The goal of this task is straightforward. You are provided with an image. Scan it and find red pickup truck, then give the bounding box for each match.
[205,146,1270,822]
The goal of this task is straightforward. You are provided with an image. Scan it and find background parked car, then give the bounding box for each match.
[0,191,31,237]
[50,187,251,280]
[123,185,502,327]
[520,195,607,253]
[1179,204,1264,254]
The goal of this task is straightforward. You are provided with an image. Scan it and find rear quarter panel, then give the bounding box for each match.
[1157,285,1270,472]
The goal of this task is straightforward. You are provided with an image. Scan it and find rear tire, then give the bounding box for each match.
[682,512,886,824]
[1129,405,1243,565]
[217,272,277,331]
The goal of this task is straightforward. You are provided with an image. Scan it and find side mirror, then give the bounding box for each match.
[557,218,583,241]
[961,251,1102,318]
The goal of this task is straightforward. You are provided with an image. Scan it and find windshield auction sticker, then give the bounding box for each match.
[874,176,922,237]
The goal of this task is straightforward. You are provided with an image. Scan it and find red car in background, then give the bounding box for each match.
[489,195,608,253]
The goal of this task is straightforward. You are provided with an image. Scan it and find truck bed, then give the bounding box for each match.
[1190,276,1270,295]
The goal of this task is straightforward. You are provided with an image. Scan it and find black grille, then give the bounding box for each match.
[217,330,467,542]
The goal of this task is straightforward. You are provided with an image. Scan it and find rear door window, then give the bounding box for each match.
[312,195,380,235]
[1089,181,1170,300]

--- REQUIREMENT ---
Copy the records from their first line through the line containing "[489,195,608,253]", including the requests unchanged, and increase every bounding-box coordinate in the answers by 9.

--- TASK ANSWER ---
The goal of this task is straightforward. You are provided with an image. Scan it and find red pickup truck, then give the bounding box for each match.
[214,155,1279,831]
The goal of this task is straightforward. You are provided with an image. Scan it and find background parked car, then give the bounding box for each match.
[9,200,40,246]
[59,196,260,289]
[132,194,511,336]
[529,204,616,262]
[1188,213,1273,263]
The goal of this task is straightforward. You are provided with an image. Scan it and find rear quarter panel, then give the bounding box for each match.
[1166,294,1279,481]
The goal of this task is straightforward. You are provided with an image. Scan it and find rear tire, then give the bounding box for each match.
[691,521,895,833]
[1138,414,1252,574]
[226,281,286,340]
The goal of this task is straightforward. You are provided with an image. Scan it and find side mirror, then give the bounding box for each match.
[566,227,592,250]
[970,260,1111,327]
The goal of this task is straightforward. You are provided with an image. Scan it and find windshield auction sticker, then give the bounding box for each match.
[883,185,931,246]
The goal of this task is straightforward. You are provided with an image. Scan it and find red car in background, then give the bounding box for each match.
[498,204,617,262]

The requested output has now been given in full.